Copy out every line of the entries below word for word, leaving out the pictures.

--- begin RECORD EXCERPTS ---

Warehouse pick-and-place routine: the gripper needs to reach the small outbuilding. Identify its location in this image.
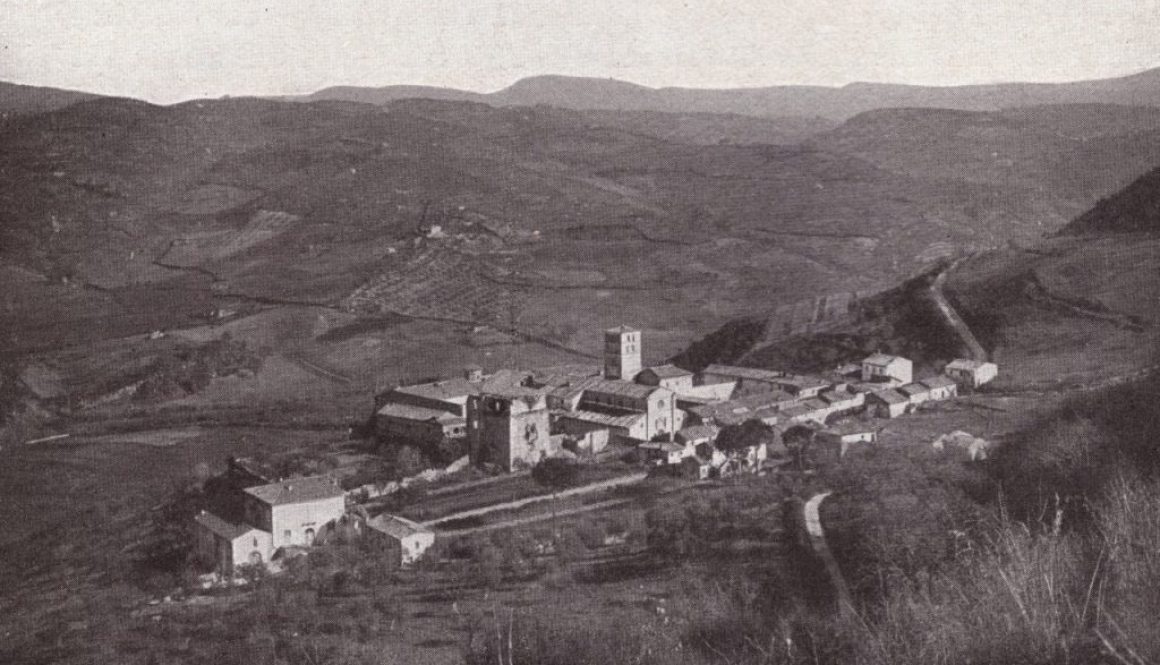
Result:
[867,390,911,418]
[367,513,435,566]
[943,359,999,388]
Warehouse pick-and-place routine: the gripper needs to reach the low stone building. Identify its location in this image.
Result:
[365,513,435,566]
[245,476,346,554]
[862,353,914,385]
[943,359,999,388]
[919,375,958,402]
[867,390,911,418]
[194,511,274,578]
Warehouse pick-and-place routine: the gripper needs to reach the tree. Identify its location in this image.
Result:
[782,425,817,470]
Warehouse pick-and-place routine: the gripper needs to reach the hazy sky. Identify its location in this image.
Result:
[0,0,1160,102]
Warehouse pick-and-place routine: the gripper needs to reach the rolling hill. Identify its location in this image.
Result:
[0,81,97,122]
[1060,163,1160,236]
[298,68,1160,121]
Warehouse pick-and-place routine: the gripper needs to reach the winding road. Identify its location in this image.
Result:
[802,492,854,615]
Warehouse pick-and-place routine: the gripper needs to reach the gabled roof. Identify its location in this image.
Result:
[367,513,432,540]
[919,374,958,389]
[898,383,930,397]
[394,377,479,400]
[557,409,645,429]
[701,363,786,382]
[947,357,994,371]
[644,364,693,378]
[245,476,346,506]
[378,402,465,424]
[869,390,909,404]
[585,378,672,399]
[676,425,720,441]
[194,511,261,541]
[862,353,906,367]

--- end RECORD EXCERPTS ---

▶ _REPLY TO THE TASK_
Warehouse pick-and-place routine: the gripper needs to reach the small outbuilding. Identify its location in this image.
Result:
[867,390,911,418]
[367,513,435,566]
[943,359,999,388]
Warehouse pick-and-place routine: the gripper needs to reach the low stone building. Identify its location in this image.
Result:
[365,513,435,566]
[245,476,346,554]
[862,353,914,385]
[943,359,999,388]
[919,375,958,402]
[867,390,911,418]
[194,511,274,578]
Warehouse pick-and-place routine: the gripper needs to reach the tree. Identify its location in this image.
Result:
[782,425,817,470]
Warehouse pick-and-place routine: the gripper needs to reach the hazy sky. Identify its location in this image.
Result:
[0,0,1160,102]
Warehouse pick-and-place routine: the gripper needs to reach the rolling hill. Identify its location in this image.
Result:
[0,81,97,122]
[1060,163,1160,236]
[298,68,1160,121]
Warehouse pick-and-place routine: the gripper needs to reach the winding road. Identify its location in this image.
Result:
[802,492,854,615]
Warehouse pick-and-place routine: the gripper needs to reach the gabled roof. Identify its location in this image.
Result:
[367,513,432,540]
[919,374,958,389]
[898,383,930,397]
[394,377,479,400]
[557,409,645,429]
[701,363,786,382]
[947,357,994,371]
[644,364,693,378]
[245,476,346,506]
[378,402,465,424]
[869,390,909,404]
[585,378,672,399]
[676,425,720,441]
[194,511,261,541]
[862,353,906,367]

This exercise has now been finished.